_Written task_:
Can you repeat every one of these rows word for word, leaving the pictures out?

--- Start of Materials provided ---

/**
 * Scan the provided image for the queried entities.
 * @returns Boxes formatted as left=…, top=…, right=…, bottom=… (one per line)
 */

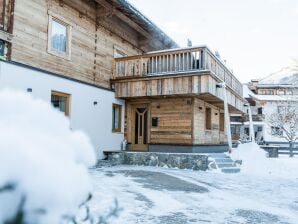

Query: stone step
left=217, top=163, right=236, bottom=168
left=209, top=153, right=230, bottom=159
left=221, top=167, right=240, bottom=173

--- End of Materials provided ---

_Answer to this problem_:
/**
 * Scan the provided image for the queried entities.
 * @returns Boxes formatted as left=…, top=…, right=…, bottom=… (one per line)
 */


Query: stone step
left=217, top=163, right=236, bottom=168
left=209, top=153, right=230, bottom=159
left=221, top=167, right=240, bottom=173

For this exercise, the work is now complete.